THINGS TO DO ::
A: Answer these questions from the passage on the Georgia Senate race:
(i) Which senator announced that he will not run for reelection?
(ii) By how many points did Georgia go to Mitt Romney in the last election?
(iii) Whom does the passage name as the current Republican front-runner?
B: Extend the passage on the Georgia Senate race with new writing that begins after its final sentence.

SELECTED PASSAGE ::
::::::

The writing was probably on the wall for Republican Senator Saxby Chambliss of Georgia, who just announced that he will not be running for reelection in two years. He was one of the first Republicans to suggest the perhaps the well being of the American economy was worth more than an oath of allegiance to Grover Norquist, and was one of the Senators who voted to accept tax increases to avert the fiscal cliff. This is the South, stronghold of conservative Republicans.
Which is why the Democrats have a surprising chance to pick up a Senate seat in 2014.
In one of my fabled Lost Posts, I suggested that there was a good chance that the Republicans’ enthusiastic attempts to devour their own young were bringing out possible primary challengers for Senator Chambliss. Well, they’re no longer challengers, and the fun is about to start. Sure, Georgia went to Mitt Romney by ten points in the last election. Why, that almost matches the August 13th lead of the Republican Party’s Senate candidate in Missouri. What could go wrong?
Of course the current Republican front-runner, if you can call him that this early in the process, is Tom Price, a blandly reliable House conservative unlikely to commit any accidental acts of Akin-esque honesty that might inadvertently reveal the true face of the Republican party. If he pulls off the nomination, the Democrats’ chances are probably pretty slim. But the other contenders considering entering the race…oh, how I dream of the possibilities.

::::::

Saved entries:
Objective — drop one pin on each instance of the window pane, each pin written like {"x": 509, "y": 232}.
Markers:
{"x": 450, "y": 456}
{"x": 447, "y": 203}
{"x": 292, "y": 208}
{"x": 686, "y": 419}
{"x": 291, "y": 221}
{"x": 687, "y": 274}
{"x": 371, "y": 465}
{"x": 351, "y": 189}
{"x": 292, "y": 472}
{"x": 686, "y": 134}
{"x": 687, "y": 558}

::::::

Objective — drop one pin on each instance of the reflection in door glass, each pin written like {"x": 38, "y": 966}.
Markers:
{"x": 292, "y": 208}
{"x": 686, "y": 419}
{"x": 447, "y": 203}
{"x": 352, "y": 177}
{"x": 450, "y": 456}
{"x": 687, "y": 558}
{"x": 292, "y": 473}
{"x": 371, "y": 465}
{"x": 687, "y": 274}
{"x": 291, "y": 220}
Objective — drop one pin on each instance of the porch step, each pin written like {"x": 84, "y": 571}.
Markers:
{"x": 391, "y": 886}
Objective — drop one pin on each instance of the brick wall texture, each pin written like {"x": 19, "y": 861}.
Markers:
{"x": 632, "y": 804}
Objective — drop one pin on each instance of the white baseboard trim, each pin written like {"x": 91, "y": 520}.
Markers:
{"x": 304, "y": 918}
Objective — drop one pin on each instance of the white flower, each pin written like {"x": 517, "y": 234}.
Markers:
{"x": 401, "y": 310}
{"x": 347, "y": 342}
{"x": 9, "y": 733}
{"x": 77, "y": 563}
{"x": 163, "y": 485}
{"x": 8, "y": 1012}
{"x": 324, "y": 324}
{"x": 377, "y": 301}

::::::

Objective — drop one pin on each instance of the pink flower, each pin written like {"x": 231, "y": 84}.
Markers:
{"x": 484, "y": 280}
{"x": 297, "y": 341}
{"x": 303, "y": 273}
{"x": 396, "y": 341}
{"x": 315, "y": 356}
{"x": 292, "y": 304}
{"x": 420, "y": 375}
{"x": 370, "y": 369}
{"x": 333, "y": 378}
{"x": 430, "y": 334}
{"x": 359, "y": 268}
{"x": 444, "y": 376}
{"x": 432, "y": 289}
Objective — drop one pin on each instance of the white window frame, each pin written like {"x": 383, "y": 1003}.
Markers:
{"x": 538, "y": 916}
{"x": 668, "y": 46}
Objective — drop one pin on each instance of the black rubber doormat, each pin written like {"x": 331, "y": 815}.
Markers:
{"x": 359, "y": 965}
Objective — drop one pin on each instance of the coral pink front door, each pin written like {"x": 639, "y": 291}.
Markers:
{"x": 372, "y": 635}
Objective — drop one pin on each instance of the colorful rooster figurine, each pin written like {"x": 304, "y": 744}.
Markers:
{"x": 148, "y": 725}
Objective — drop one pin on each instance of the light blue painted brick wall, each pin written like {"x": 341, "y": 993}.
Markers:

::::::

ANSWERS TO THE PROBLEMS ::
A:
(i) Saxby Chambliss
(ii) Ten points
(iii) Tom Price

B:
First, there’s Congressman Phil Gingrey, world’s worst gynecologist. In the aftermath of the Newtown shooting, Rep. Gingrey was nearly able to construct the illusion of rational thought, suggesting that closing the gun show loophole and restricting magazine size might be acceptable gun control options. Just when all seemed safe, he decided to defend his friend–can you guess? No? Todd Akin! He suggested that being raped is awfully stressful, and stressed out people have a hard time making babies, so rape babies are probably awfully rare. The American College of Obstetricians and Gynecologists released a statement politely pointing out that he was, in fact, utterly full of shit, noting that “while chronic stress, for example from extreme exposure to famine or war, may decrease a woman’s ability to conceive, there is no scientific evidence that adrenaline, experienced in an acute stress situation, has an impact on ovulation.”
Then there’s this guy:
Enough said. (Interesting coincidence: Rep. Gingrey and Rep. Broun went to the same medical school. Folks, you might want to check your doctor’s CV for the Medical College of Georgia. Just saying.)
Finally, it seems that Herman Cain might be thinking about entering the race. Yes! That Herman Cain! I can already see the Democrats’ campaign commercials: 45 seconds of random footage of Herman Cain talking, followed by, “Hi, I’m ——— ———–, I’m running for Senate here in Georgia, and I’m not Herman Cain. My opponent, however, IS Herman Cain. In fact, he’s been Herman Cain his whole life, and to this day continues to be Herman Cain. Moreover, not once has he suggested that he has any plans to stop being Herman Cain, even if elected to the United States Senate. ——— ———– for Senate: He’s Not Herman Cain.”